== Objective ==
Recast every line of the items below as a Markdown table with two columns, Row and Line: number the rows in order and put each line's text beside its number. Leave out blank lines.

━━━━━━━━

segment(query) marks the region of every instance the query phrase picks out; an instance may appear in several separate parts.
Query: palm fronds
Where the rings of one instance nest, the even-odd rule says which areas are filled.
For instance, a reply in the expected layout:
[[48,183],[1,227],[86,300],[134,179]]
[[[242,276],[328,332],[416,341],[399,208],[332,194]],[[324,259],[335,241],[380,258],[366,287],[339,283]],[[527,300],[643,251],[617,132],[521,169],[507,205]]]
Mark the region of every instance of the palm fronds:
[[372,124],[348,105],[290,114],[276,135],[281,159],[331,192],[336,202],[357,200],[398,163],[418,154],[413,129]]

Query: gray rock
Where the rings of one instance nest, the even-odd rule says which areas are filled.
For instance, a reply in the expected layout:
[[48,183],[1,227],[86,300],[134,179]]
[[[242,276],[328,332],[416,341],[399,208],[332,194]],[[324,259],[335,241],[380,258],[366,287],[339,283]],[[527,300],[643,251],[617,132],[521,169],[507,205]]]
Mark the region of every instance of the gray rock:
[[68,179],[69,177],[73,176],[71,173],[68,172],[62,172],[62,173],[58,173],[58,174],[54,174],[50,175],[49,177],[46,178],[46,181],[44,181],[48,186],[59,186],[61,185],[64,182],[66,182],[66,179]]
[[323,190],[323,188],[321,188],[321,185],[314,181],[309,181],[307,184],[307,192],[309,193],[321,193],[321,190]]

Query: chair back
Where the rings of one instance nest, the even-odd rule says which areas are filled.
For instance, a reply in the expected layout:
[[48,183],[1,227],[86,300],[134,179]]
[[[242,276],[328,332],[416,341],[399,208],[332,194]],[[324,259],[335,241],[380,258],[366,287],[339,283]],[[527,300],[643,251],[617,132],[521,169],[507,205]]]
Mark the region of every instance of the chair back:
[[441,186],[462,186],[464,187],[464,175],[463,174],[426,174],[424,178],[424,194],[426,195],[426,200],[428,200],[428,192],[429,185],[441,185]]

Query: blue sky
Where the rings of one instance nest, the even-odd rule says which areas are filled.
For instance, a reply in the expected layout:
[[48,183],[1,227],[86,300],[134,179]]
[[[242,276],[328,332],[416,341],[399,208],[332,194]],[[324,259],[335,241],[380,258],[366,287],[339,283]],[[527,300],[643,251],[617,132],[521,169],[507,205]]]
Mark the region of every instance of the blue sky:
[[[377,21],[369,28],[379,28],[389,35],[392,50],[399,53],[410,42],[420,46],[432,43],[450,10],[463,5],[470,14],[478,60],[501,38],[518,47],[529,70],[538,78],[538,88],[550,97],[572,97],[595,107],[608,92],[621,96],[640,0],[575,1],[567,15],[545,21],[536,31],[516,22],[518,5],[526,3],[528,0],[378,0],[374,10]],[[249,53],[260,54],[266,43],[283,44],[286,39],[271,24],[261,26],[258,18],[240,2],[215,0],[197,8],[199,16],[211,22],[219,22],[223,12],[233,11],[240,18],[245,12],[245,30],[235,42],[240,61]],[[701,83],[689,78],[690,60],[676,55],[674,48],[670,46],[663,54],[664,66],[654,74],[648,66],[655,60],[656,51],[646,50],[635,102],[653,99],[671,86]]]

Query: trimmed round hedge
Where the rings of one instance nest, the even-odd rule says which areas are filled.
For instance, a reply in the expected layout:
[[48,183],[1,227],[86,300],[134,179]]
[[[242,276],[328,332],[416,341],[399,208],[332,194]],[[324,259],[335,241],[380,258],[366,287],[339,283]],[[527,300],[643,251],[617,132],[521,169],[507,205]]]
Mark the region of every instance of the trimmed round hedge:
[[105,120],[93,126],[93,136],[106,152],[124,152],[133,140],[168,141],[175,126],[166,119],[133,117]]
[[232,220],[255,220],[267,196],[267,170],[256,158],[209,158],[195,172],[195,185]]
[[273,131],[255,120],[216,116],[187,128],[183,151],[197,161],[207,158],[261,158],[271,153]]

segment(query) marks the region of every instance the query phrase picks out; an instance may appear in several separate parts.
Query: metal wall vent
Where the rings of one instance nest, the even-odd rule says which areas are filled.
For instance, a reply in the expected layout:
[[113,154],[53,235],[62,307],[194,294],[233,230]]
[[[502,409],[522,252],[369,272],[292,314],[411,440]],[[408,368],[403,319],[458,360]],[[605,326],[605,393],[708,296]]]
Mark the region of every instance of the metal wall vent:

━━━━━━━━

== Correct answer ==
| Row | Line |
|---|---|
| 1 | segment(query) marks the region of every instance the query phrase picks out; an instance may appear in several separate parts. |
| 2 | Query: palm fronds |
| 3 | Where the rings of one instance nest, the even-odd rule says which areas are filled. |
| 4 | For instance, a reply in the expected layout: |
| 5 | [[48,183],[1,227],[86,300],[134,179]] |
| 6 | [[[242,276],[328,332],[416,341],[399,208],[332,194]],[[324,259],[335,241],[380,258],[366,287],[339,283]],[[527,300],[643,251],[617,132],[521,169],[507,205]]] |
| 7 | Mark the region of every instance of the palm fronds: |
| 8 | [[372,124],[348,105],[290,114],[276,135],[281,159],[331,192],[336,202],[357,200],[398,163],[418,154],[413,129]] |
| 9 | Query: gray rock |
| 10 | Where the rings of one instance nest, the even-odd rule says which areas are filled. |
| 11 | For instance, a reply in the expected layout: |
| 12 | [[48,183],[1,227],[86,300],[134,179]] |
| 13 | [[[242,276],[328,332],[416,341],[399,208],[332,194]],[[324,259],[335,241],[380,258],[366,287],[339,283]],[[527,300],[643,251],[617,132],[521,169],[507,205]]] |
| 14 | Mark the region of every instance of the gray rock: |
| 15 | [[68,179],[69,177],[73,176],[71,173],[68,172],[62,172],[62,173],[58,173],[58,174],[54,174],[50,175],[49,177],[46,178],[46,181],[44,181],[48,186],[59,186],[61,185],[64,182],[66,182],[66,179]] |
| 16 | [[323,190],[323,188],[321,188],[321,185],[314,181],[309,181],[307,184],[307,192],[309,193],[321,193],[321,190]] |
| 17 | Query: chair back |
| 18 | Where the rings of one instance nest, the even-odd rule says which areas are filled. |
| 19 | For instance, a reply in the expected layout: |
| 20 | [[48,183],[1,227],[86,300],[134,179]] |
| 21 | [[[242,276],[328,332],[416,341],[399,208],[332,194]],[[324,259],[335,241],[380,258],[366,287],[339,283]],[[527,300],[643,251],[617,132],[521,169],[507,205]]] |
| 22 | Mark the region of every instance of the chair back: |
| 23 | [[441,186],[462,186],[464,187],[464,175],[463,174],[426,174],[424,178],[424,194],[426,195],[426,200],[428,200],[428,192],[429,185],[441,185]] |
| 24 | Query: blue sky |
| 25 | Where the rings of one instance nest, the even-odd rule says which areas are filled. |
| 26 | For instance, a reply in the expected layout: |
| 27 | [[48,183],[1,227],[86,300],[134,179]] |
| 28 | [[[242,276],[328,332],[416,341],[399,208],[332,194]],[[324,259],[335,241],[380,258],[366,287],[339,283]],[[527,300],[643,251],[617,132],[521,169],[507,205]]] |
| 29 | Mark the region of every instance of the blue sky: |
| 30 | [[[377,21],[369,28],[379,28],[389,35],[392,50],[399,53],[410,42],[420,46],[432,43],[450,10],[463,5],[470,14],[478,60],[501,38],[518,47],[529,70],[538,78],[538,88],[550,97],[572,97],[595,107],[608,92],[621,96],[640,0],[575,1],[567,15],[545,21],[536,31],[516,22],[518,5],[526,3],[528,0],[378,0],[374,10]],[[249,53],[260,54],[266,43],[283,44],[286,39],[271,24],[261,26],[258,18],[240,2],[215,0],[197,8],[199,16],[211,22],[219,22],[223,12],[233,11],[240,18],[245,12],[245,30],[235,42],[240,61]],[[701,83],[689,78],[690,60],[676,55],[674,48],[670,46],[663,54],[664,66],[654,74],[648,66],[655,60],[656,51],[646,50],[635,102],[653,99],[671,86]]] |
| 31 | Query: trimmed round hedge |
| 32 | Where the rings of one instance nest, the even-odd rule says which areas are filled. |
| 33 | For instance, a reply in the expected layout: |
| 34 | [[48,183],[1,227],[86,300],[134,179]] |
| 35 | [[[242,276],[328,332],[416,341],[399,208],[332,194]],[[324,259],[335,241],[380,258],[366,287],[339,283]],[[527,300],[643,251],[617,132],[521,169],[507,205]]] |
| 36 | Mark the region of every instance of the trimmed round hedge: |
| 37 | [[105,120],[93,126],[93,136],[106,152],[124,152],[133,140],[168,141],[175,126],[166,119],[133,117]] |
| 38 | [[232,220],[255,220],[267,196],[267,170],[256,158],[209,158],[195,172],[195,185]] |
| 39 | [[273,131],[255,120],[216,116],[187,128],[183,151],[197,161],[207,158],[261,158],[271,153]] |
| 40 | segment(query) marks the region of every instance the query phrase picks out; an instance may appear in several separate parts. |
| 41 | Query: metal wall vent |
| 42 | Where the rings of one instance nest, the even-odd rule says which areas are filled. |
| 43 | For instance, a reply in the expected layout: |
| 44 | [[113,154],[53,235],[62,307],[194,294],[233,230]] |
| 45 | [[[502,409],[522,252],[369,272],[292,314],[411,440]],[[408,368],[403,319],[458,360]],[[605,326],[605,393],[708,296]]] |
| 46 | Mark the region of every instance of the metal wall vent: |